_EXERCISE AIM:_ Transcribe the records below exactly as they appear, omitting any pictures.

Extracted data entries
== == ==

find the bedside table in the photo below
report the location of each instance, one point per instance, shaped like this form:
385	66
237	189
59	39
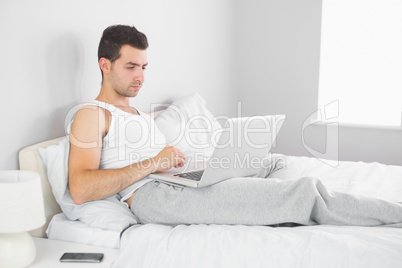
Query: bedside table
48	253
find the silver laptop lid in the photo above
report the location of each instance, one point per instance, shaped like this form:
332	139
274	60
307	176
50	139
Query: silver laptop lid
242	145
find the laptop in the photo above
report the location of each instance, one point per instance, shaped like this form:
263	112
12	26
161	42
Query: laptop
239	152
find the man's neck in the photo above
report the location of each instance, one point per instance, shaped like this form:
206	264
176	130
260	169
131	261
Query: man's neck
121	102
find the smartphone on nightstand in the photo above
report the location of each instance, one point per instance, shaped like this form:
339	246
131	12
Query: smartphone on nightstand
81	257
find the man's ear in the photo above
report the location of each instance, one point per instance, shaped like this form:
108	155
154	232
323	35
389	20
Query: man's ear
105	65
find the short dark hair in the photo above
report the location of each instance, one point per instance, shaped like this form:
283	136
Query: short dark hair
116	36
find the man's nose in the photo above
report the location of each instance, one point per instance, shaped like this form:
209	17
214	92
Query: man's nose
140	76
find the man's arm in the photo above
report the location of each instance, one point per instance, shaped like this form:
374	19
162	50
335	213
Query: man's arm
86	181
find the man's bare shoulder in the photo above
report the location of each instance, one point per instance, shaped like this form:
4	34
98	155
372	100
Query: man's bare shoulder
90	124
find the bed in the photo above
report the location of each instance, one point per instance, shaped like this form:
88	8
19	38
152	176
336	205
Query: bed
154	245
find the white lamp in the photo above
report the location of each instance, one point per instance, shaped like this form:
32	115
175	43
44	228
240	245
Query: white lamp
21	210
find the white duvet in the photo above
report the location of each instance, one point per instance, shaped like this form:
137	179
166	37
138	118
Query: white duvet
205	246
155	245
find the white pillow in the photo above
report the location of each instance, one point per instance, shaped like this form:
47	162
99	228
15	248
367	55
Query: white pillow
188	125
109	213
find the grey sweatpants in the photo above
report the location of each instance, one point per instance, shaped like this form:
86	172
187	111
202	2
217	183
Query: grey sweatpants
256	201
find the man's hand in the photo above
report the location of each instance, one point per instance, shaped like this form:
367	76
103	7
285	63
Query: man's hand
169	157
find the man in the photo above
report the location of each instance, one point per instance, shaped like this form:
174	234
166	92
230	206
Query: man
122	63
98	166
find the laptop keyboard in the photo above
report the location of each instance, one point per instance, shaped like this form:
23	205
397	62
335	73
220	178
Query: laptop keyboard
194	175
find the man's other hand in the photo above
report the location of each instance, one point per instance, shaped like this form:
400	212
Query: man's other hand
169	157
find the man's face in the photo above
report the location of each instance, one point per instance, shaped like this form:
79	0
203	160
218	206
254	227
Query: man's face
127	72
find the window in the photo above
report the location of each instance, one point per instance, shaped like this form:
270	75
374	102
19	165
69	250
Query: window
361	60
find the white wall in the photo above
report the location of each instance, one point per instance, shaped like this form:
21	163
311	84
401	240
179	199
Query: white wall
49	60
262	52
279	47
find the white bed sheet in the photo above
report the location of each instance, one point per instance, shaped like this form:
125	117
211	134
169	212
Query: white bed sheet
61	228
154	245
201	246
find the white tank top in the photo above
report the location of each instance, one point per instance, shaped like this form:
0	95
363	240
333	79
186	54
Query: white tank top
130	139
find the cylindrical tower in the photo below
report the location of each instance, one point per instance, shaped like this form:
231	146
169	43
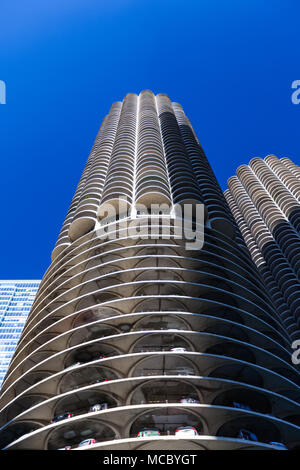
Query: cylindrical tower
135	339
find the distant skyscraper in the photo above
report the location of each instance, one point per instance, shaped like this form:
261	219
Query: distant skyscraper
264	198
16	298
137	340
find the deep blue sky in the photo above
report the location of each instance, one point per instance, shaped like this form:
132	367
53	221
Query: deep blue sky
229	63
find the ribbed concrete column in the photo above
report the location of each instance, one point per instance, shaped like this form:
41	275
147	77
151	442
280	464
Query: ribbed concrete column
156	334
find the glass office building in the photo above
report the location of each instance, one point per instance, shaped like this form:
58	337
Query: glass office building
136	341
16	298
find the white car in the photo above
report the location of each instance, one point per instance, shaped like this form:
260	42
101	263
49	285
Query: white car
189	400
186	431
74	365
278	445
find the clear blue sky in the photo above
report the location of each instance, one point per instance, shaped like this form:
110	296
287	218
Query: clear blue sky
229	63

== == ==

_ANSWER BELOW:_
find the bedside table in the photo below
report the location of each instance, one point per instance, shaped like this form:
385	66
237	189
59	39
Query: bedside table
48	253
find the silver laptop lid in the photo above
report the location of each instance, one point per instance, shaped like this form:
332	139
274	60
307	176
50	139
Query: silver laptop lid
242	145
find the laptop in the photo above
report the location of each instance, one point per instance, shaped like this form:
263	112
12	26
161	42
Query: laptop
239	152
find the man's neck in the photo above
report the location of each instance, one point per instance, shaped like this form:
206	264
176	130
260	169
131	261
Query: man's neck
121	102
find the smartphone on nightstand in the photo above
report the location of each instance, one point per instance, shaped like this form:
339	246
131	12
Query: smartphone on nightstand
81	257
find the man's ear in the photo above
report the location of each instance, one point per instance, shaped like this form:
108	155
154	232
323	35
389	20
Query: man's ear
105	65
find the short dark hair in the photo above
report the location of each instance, one point per instance, shaped like this form:
283	136
Query: short dark hair
116	36
find the man's nose in the photo above
report the location of each instance, one point per instance, shaped like this form:
209	17
214	92
Query: man's nose
140	76
find the man's arm in the photo above
report the location of each instance, one point per instance, shaped like this form:
374	19
162	50
335	213
Query: man's arm
86	181
find the man's bare shoulder in the photo above
report the location of each instance, one point per instance, shaped like this form:
4	34
98	155
372	100
Query: man's bare shoulder
90	124
find the bed in the photo above
report the location of each instance, one point per instance, shaped like this form:
88	8
19	38
152	176
336	205
Query: bed
154	245
find the white lamp in the photo above
report the location of each instance, one point per instance, shaped like this form:
32	115
175	43
44	228
240	245
Query: white lamp
21	210
find the white duvet in the photo above
report the location of each instance, one point per instance, shaped like this form:
137	179
166	37
138	118
Query: white duvet
205	246
155	245
find the white pillow in the photo above
report the location of each instance, one point per instance, shaped like this form:
47	162
99	228
15	248
367	55
Query: white pillow
188	125
109	213
find the grey sweatpants in the photo above
report the location of each instance, one point per instance, shaped like this form:
86	172
187	111
202	2
217	183
Query: grey sweatpants
256	201
find the man's hand in the photo above
report the location of each instance, one point per instance, shaped like this form:
367	76
103	7
285	63
Query: man's hand
169	157
find the man in the photo above
report the location of each instance, one point per instance, shaped like this form:
174	234
166	92
230	206
Query: man
122	63
98	166
find the laptop keyboard in the photo above
report the location of each instance, one point per instance, shaped like this form:
23	205
397	62
335	73
220	178
Query: laptop keyboard
194	175
find the man's other hand in the photo above
report the location of each instance, one point per instance, shaped like this form:
400	212
Query: man's other hand
169	157
find the man's face in the photo above
report the location of each instance, one point per instance, shaped like this form:
79	0
203	160
218	206
254	227
Query: man's face
127	72
find the window in the photo above
report the location of each instance, one point per instance, shaped like this form:
270	75
374	102
19	165
69	250
Query: window
361	60
find the white wall in the photo above
report the location of each instance, one point per instance, shaped like this form:
21	163
311	84
401	240
179	199
Query: white wall
49	60
262	52
279	47
find the white bed sheet in the photo above
report the location of each instance, one point per instance, shaped like this form:
125	117
211	134
169	212
Query: white bed sheet
61	228
154	245
201	246
find the white tank top in the photo above
report the location of each instance, one point per instance, shaped like this form:
0	95
363	240
333	79
186	54
Query: white tank top
130	139
find the cylindrical tower in the photo below
report the location of each instance, one point per instance, shaped like this form:
231	146
169	43
Query: cylindrical tower
135	339
find the distant skyscraper in the photo above
report the location of each instance, one point per instance, shaped like this form:
261	219
Query: distant skyscraper
264	198
16	298
137	340
find the deep blue sky in the photo above
report the location of each instance, one point per instance, shaped like this form:
132	367
53	221
Query: deep blue sky
229	63
find the ribbed concrete column in the photo above
report the location of each instance, one point per instance, shaped like this form:
41	275
147	77
151	442
280	464
Query: ribbed concrete column
156	334
find the glass office building in the photo above
report the location of each instance, one point per instance, shaped like this form:
58	337
Query: glass office building
136	341
16	298
find the white car in the photo above
report the location of each instance, one point per instance, shaped like this form:
260	42
101	263
49	285
Query: white car
189	400
186	431
74	365
278	445
find the clear blue sky in the photo above
report the location of each instance, one point per instance, shaped like this form:
110	296
287	218
Query: clear blue sky
229	63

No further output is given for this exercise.